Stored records
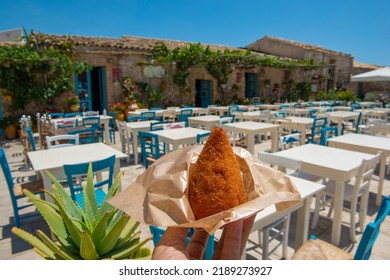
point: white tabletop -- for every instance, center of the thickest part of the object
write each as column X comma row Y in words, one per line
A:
column 179, row 136
column 366, row 144
column 54, row 158
column 336, row 164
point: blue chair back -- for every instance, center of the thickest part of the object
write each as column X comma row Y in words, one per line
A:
column 15, row 197
column 93, row 121
column 157, row 125
column 201, row 138
column 312, row 113
column 56, row 115
column 159, row 232
column 149, row 115
column 112, row 126
column 328, row 132
column 31, row 138
column 77, row 170
column 318, row 125
column 70, row 115
column 227, row 119
column 86, row 134
column 372, row 230
column 149, row 146
column 184, row 115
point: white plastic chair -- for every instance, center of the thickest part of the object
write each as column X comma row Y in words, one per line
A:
column 57, row 140
column 280, row 228
column 90, row 113
column 356, row 193
column 125, row 138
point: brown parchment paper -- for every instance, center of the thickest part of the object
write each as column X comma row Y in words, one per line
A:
column 159, row 195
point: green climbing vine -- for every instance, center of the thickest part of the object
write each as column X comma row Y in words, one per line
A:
column 34, row 72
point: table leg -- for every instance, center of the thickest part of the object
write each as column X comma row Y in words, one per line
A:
column 302, row 226
column 338, row 209
column 251, row 143
column 382, row 170
column 274, row 139
column 135, row 146
column 106, row 132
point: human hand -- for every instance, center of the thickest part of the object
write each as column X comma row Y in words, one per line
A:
column 230, row 246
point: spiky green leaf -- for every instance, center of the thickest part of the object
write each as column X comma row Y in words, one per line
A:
column 62, row 254
column 90, row 204
column 87, row 248
column 33, row 241
column 51, row 216
column 64, row 199
column 109, row 241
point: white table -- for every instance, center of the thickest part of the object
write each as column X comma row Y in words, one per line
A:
column 53, row 160
column 307, row 190
column 336, row 164
column 274, row 107
column 253, row 115
column 204, row 121
column 104, row 119
column 251, row 129
column 340, row 116
column 366, row 144
column 134, row 128
column 178, row 136
column 299, row 124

Aim:
Give every line of the records above as a numbered list, skipping any blank lines. Leave the pictures out of your answer.

Solution:
1. point: white tabletop -- for every instance, center of the thickest part of the object
2. write each as column X comma row Y in words, one per line
3. A:
4. column 179, row 136
5. column 366, row 144
6. column 54, row 158
7. column 336, row 164
8. point: blue chair back -- for every instance, center of the thickest part of the object
9. write each as column X comma row Y in words, one per line
10. A:
11. column 15, row 197
12. column 93, row 121
13. column 157, row 125
14. column 201, row 138
15. column 312, row 113
16. column 56, row 115
17. column 159, row 232
18. column 149, row 115
19. column 112, row 126
20. column 328, row 132
21. column 31, row 138
22. column 77, row 170
23. column 318, row 125
24. column 70, row 115
25. column 227, row 119
26. column 86, row 134
27. column 372, row 230
28. column 149, row 146
29. column 184, row 115
30. point: white plastic chair -- for every instance, center of the thickest part of the object
31. write each as column X comma row Y in words, one per line
32. A:
33. column 57, row 140
34. column 280, row 228
35. column 90, row 113
36. column 356, row 193
37. column 125, row 138
38. point: brown parchment paper -- for every instance, center of the thickest part of the object
39. write each as column X comma row Y in words, one per line
40. A:
41. column 159, row 195
42. point: green climbing vine -- for every instance, center of the thickest part of the object
43. write each as column X comma row Y in words, one per line
44. A:
45. column 34, row 72
46. point: table leg -- for every instance, center of the thickest part of the object
47. write each as column X comma row Y in words, one per line
48. A:
49. column 302, row 226
50. column 338, row 209
51. column 251, row 143
52. column 382, row 170
53. column 274, row 139
54. column 135, row 146
55. column 106, row 132
56. point: human hand -- for every instance, center of the thickest part of the object
57. write each as column X comma row Y in words, one per line
58. A:
59. column 230, row 246
60. point: spiky green leaf -- for every instance, center of the thickest part of the object
61. write each as column X comma row Y in words, one per line
62. A:
63. column 62, row 254
64. column 90, row 204
65. column 87, row 248
66. column 33, row 241
67. column 51, row 216
68. column 64, row 199
69. column 109, row 241
70. point: white table -- for every instance, center of the thickest part of the object
71. write each as column X comma row Y in words, one per line
72. A:
73. column 53, row 160
74. column 307, row 190
75. column 336, row 164
76. column 274, row 107
77. column 253, row 115
78. column 204, row 121
79. column 104, row 119
80. column 251, row 129
81. column 340, row 116
82. column 366, row 144
83. column 134, row 128
84. column 178, row 136
85. column 299, row 124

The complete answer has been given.